In full and without alteration, print the entries.

Point-per-instance localization data:
-=-=-
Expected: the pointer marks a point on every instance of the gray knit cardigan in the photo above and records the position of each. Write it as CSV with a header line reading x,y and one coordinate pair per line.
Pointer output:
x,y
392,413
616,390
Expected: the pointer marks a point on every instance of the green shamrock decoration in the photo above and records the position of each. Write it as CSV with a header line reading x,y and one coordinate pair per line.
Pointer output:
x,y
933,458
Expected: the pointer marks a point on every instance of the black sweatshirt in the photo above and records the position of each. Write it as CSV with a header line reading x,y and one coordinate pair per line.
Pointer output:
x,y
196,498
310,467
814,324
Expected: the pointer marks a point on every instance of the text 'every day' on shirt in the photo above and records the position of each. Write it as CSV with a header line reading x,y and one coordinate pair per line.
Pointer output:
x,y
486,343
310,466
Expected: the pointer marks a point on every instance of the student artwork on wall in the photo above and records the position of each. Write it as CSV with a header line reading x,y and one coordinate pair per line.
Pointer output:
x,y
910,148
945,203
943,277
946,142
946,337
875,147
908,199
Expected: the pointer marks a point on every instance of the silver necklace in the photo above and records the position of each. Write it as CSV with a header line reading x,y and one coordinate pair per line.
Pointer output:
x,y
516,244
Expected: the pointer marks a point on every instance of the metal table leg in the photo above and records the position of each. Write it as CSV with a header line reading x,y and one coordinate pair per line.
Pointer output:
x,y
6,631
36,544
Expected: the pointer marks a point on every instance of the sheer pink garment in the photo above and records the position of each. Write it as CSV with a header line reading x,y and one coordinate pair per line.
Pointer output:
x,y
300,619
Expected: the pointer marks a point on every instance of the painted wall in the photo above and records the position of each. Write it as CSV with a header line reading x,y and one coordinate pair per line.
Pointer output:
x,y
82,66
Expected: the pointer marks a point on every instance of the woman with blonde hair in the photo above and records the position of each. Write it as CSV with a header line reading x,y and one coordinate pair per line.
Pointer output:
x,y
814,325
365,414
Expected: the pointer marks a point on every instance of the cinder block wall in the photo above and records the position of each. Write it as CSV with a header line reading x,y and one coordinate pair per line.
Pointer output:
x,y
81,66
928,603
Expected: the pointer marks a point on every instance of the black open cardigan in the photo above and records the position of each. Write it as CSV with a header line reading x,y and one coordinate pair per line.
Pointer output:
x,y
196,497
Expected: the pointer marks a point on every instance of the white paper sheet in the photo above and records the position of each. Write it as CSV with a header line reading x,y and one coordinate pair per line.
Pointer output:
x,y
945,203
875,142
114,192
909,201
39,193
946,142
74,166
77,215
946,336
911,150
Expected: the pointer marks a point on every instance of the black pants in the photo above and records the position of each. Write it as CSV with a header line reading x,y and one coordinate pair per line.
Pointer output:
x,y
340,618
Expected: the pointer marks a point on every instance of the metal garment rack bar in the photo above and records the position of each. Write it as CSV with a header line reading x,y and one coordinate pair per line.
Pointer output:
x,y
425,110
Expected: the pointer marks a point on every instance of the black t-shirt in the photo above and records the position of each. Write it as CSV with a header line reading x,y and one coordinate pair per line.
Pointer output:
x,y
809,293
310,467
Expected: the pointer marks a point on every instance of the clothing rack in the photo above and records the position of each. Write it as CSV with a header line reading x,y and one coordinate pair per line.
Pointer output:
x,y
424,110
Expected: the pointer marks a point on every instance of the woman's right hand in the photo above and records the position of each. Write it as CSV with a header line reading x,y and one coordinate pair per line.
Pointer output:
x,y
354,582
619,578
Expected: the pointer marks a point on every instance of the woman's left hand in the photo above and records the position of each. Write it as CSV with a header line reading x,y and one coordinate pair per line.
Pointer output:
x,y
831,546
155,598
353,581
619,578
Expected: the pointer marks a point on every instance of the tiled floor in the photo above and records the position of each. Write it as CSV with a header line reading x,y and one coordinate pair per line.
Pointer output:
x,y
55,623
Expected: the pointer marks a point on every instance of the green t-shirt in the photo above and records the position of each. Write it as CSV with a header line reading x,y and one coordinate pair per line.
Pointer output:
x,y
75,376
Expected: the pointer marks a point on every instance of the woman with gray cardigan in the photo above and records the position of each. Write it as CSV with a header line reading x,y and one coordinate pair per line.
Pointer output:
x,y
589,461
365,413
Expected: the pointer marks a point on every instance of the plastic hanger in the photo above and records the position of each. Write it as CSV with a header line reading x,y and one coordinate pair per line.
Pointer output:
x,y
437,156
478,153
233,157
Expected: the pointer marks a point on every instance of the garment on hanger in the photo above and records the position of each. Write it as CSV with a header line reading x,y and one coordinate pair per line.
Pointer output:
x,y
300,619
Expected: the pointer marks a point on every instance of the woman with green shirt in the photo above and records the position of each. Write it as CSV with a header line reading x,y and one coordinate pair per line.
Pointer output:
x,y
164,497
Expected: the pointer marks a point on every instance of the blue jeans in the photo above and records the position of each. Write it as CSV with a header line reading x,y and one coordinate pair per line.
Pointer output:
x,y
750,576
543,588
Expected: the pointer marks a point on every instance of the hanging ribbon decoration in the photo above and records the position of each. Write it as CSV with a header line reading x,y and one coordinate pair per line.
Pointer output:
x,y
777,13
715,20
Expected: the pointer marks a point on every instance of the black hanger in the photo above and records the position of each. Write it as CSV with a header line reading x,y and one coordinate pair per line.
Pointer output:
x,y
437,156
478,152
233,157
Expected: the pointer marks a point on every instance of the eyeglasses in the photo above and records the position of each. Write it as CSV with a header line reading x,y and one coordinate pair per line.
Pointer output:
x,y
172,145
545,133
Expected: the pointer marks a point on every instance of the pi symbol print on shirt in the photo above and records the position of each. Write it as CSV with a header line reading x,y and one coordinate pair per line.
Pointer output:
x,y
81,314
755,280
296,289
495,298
-=-=-
**RESPONSE BOX:**
Expected: the pointer marks a point on every instance of the gray knit cardigan in the photo above and records the position of each. Write it as CSV with a header line reading x,y and one coordinate pair per line.
Pointer output:
x,y
392,413
616,390
Expected: the pointer marks a point on every instance of the green shamrock decoration in the photo above and records the position of each. Write it as CSV with a header line reading x,y and one coordinate pair per line.
Pointer output:
x,y
933,458
Expected: the pointer marks a point on every instance of the black sweatshirt in the photo above and records the position of each. Write it as CSV with a header line reading x,y and one coordinate pair per line.
Pointer output:
x,y
196,498
310,467
814,324
Expected: the pointer marks a point on every instance of the text 'every day' on shirt in the photo above and records the position of each. Write it as CSV with a header line reading x,y and one coordinate pair per line.
Pointer output:
x,y
486,343
310,466
Expected: the pointer marks a point on every instance of the student artwork on wall in the photo above and records the position of each. Write it as CSV with a header line reading x,y and one coordinate pair per line.
Pointer output:
x,y
910,148
945,203
943,277
946,142
946,337
875,147
908,199
Expected: the pointer marks a point on every instance of the silver necklace in the photo above and records the position of each. Write it as CSV with a header line reading x,y and one coordinate pair per line.
Pointer output:
x,y
516,244
Expected: the pointer marks a point on every instance of the metal table leg in the photo above and records the position of each. Write it as CSV with a header line reading x,y and one coordinate pair per line.
Pointer output:
x,y
6,631
36,544
Expected: the pointer marks a point on every instance of the sheer pink garment in the photo above and records the position of each. Write it as CSV with a header line reading x,y and one coordinate pair per line.
Pointer output:
x,y
300,619
Expected: the pointer marks a point on every instance of the painted wall in the photo above and records the position of each. Write it as CSV with a header line reading x,y and one coordinate pair per line.
Pointer output:
x,y
82,66
Expected: the pointer marks a point on every instance of the woman with blonde hair in the photo above and records the position of each. Write it as CSV with a header line reading x,y and one coordinate pair per line.
Pointer output:
x,y
814,325
365,414
Expected: the pointer marks a point on every instance of the cinder block wall in the photo above and records the position of each. Write it as CSV with a header line reading x,y and one coordinate pair per line.
Pointer output:
x,y
81,66
928,603
Expected: the pointer marks a point on every instance of the black open cardigan in the photo above and records the position of each. Write it as CSV with a header line reading x,y and one coordinate pair per line.
Pointer output:
x,y
196,497
Expected: the pointer marks a point on every instance of the white paper sheet in the photo above and records the position of each. Write it as CSV with a header line reading x,y and one coordinate pair per line.
Pointer output:
x,y
945,203
875,142
114,192
909,201
39,193
946,142
74,166
77,215
946,336
911,150
Expected: the pointer marks a point on every instance of the black pants in the photo above and records the position of each. Write it as CSV with a header line reading x,y and one coordinate pair per line.
Pointer output:
x,y
340,618
Expected: the pointer marks a point on every instance of the metal garment rack bar in the photo above and records the position of each. Write it as CSV with a header line reading x,y and one coordinate pair per line.
Pointer output:
x,y
425,110
Expected: the pointer marks a point on every instance of the black t-shirt in the photo above and records the position of each. Write it as CSV with a header line reading x,y and one coordinate pair per line.
Pointer output:
x,y
809,293
310,467
Expected: the pointer marks a point on every instance of the clothing rack in the photo above and records the position of each. Write it as CSV with a header line reading x,y and one coordinate pair per line.
Pointer output:
x,y
424,110
Expected: the pointer marks a point on every instance of the woman's right hand in the photo above and records the position of each. Write it as CSV with a header line reading x,y and one coordinate pair per line.
Pointer output:
x,y
354,582
619,578
Expected: the pointer marks a point on every instance of the woman's left hand in the photo above and records the position of each. Write it as CSV with a header line reading x,y and one coordinate pair per line.
Pointer output:
x,y
831,546
155,598
353,581
619,578
Expected: the pointer marks a point on every instance of the tiled floor in the photo above and records the position of each. Write it as CSV with a header line reading x,y and one coordinate pair per line.
Pointer output:
x,y
55,623
Expected: the pointer marks a point on every instance of the green t-shirt in the photo above and records the position of each. Write it as CSV with a header line reading x,y and one coordinate pair per line.
Pointer output:
x,y
75,376
Expected: the pointer marks a point on every instance of the woman with gray cardigan in the photo above and records the position of each. Write it as CSV with a header line reading x,y and one coordinate pair per line.
Pointer output:
x,y
589,461
365,413
Expected: the pointer marks a point on every instance of the plastic hanger in the photo above and records the position of each. Write it as CSV with a header line reading x,y and one coordinate pair per line.
Pointer output:
x,y
437,156
478,153
233,157
Expected: the pointer marks a point on every instance of the garment on hanger in the photo above and records the position of each. Write it as CSV with a header line reading x,y and one coordinate pair per line.
Pointer output:
x,y
300,619
Expected: the pointer marks a point on every instance of the woman with green shirt in the photo above and records the position of each. Write it as CSV with a header line reading x,y and one coordinate pair per line.
Pointer output:
x,y
164,497
Expected: the pointer marks a point on every instance of the blue jeans in the photo above and records the position of each. Write it as CSV with a header line reading x,y and one coordinate pair per line.
Pointer output:
x,y
750,576
543,588
Expected: the pointer marks a point on every instance of the hanging ribbon decoration in the photo above and records the position of each. Write it as CSV with a header line reading x,y and one coordinate pair per line.
Pointer output:
x,y
777,13
715,20
Expected: the pointer marks a point on every instance of the black hanger in the photo above and records the position of each. Write it as CSV with a header line reading x,y and one coordinate pair per line.
Pointer output:
x,y
437,156
478,152
233,157
Expected: the pointer marks a point on every instance of the eyeglasses in the photo above and records the position of each. Write it as CSV with a header line reading x,y and one coordinate pair per line.
Pointer output:
x,y
172,145
545,133
Expected: the pointer marks a point on every instance of the pi symbol print on shirt in the photo above and records the position of each. Write it as CSV with a header line reading x,y and one coordinate pair per line.
Pointer output:
x,y
81,314
755,280
296,289
495,298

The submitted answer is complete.